— START Given data —
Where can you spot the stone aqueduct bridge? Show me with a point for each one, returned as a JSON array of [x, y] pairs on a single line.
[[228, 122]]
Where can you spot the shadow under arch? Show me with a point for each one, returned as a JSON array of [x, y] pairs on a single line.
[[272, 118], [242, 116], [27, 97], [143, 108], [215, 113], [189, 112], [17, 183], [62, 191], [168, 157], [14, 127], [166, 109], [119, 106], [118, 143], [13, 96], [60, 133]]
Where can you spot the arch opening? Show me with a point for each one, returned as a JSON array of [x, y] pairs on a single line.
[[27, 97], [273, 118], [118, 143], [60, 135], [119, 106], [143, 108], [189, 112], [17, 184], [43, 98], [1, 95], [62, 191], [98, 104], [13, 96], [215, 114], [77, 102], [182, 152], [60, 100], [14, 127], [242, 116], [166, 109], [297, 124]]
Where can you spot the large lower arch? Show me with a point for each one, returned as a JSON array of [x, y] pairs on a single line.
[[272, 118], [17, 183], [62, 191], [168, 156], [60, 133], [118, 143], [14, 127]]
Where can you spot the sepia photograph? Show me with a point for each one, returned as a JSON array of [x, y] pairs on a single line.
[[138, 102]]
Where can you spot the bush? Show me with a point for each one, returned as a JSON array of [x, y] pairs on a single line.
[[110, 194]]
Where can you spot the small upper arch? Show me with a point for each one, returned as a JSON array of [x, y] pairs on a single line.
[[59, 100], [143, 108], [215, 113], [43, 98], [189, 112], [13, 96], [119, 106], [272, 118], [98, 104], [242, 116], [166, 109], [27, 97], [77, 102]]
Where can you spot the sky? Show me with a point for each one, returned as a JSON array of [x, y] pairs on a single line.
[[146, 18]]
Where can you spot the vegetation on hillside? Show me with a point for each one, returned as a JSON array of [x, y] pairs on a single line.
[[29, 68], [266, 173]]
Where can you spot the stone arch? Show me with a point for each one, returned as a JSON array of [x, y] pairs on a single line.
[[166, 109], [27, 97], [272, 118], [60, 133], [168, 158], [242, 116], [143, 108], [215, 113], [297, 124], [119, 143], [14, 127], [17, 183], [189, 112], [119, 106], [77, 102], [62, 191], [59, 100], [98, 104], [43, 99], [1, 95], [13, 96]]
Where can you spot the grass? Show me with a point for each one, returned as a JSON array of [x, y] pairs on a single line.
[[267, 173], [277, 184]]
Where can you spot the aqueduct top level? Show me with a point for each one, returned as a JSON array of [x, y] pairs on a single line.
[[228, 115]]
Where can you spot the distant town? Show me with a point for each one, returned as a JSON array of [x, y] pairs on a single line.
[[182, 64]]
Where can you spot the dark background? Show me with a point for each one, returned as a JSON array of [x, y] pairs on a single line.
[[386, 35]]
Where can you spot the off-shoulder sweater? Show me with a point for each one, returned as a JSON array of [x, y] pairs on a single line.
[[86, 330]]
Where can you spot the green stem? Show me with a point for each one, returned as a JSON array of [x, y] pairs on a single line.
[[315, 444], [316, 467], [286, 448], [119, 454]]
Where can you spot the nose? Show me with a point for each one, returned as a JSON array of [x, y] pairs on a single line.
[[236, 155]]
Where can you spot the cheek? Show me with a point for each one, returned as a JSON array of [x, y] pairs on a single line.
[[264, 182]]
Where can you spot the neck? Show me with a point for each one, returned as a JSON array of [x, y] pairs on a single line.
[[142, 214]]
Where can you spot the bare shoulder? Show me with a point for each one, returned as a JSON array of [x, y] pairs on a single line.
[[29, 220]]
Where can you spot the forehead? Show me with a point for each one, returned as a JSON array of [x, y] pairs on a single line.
— END Given data —
Please write out everything from the line containing "Where can you spot the large" down to the line containing "[[267, 173], [277, 184]]", requests included, shifting every coordinate in the answers up by 133. Leave the requests and their [x, y] samples unchanged.

Where can you spot the large lower arch? Show me with a point for each one, returned as a JSON array of [x, y] pairs on a single line.
[[405, 251], [150, 316], [195, 324], [301, 289], [193, 266], [251, 276], [147, 260]]
Where can you spot the sepia photograph? Show me with a point for each one, returned as a JSON array of [x, y] pairs on a single line.
[[271, 235]]
Where can you spot the bush? Show me with a point for each one, returned as a JSON array of [x, y] pairs on a single line.
[[243, 327]]
Where can you spot the small upper arch? Show me with a point for each one, returned as a JSON array of [x, y] pairs on a single line.
[[192, 233], [276, 241], [348, 246], [176, 231], [322, 245], [146, 229], [252, 239], [405, 251], [231, 237], [375, 249], [299, 242], [160, 230], [210, 235]]
Where can you spot the sky? Show me with a point for each one, returned as a JSON array of [x, y] pairs on a single line.
[[279, 151]]
Where can you spot the vegetation on hillside? Show me with a point for each one, returned as a JSON array of [x, y] pairs on a single line.
[[162, 201], [399, 306]]
Where can you spot the stone arch? Show me with a point for each one, returned as a JSON array of [x, y] pairs on a single line.
[[299, 242], [160, 230], [405, 251], [193, 266], [301, 291], [375, 249], [276, 241], [348, 246], [430, 257], [252, 276], [147, 260], [150, 316], [322, 245], [252, 239], [210, 235], [195, 324], [192, 233], [231, 237], [176, 232], [134, 228], [146, 229]]
Where can you spot the grass? Show me with a point for each one, returned as a JSON array of [x, y] pairs on a single line.
[[400, 306], [410, 317]]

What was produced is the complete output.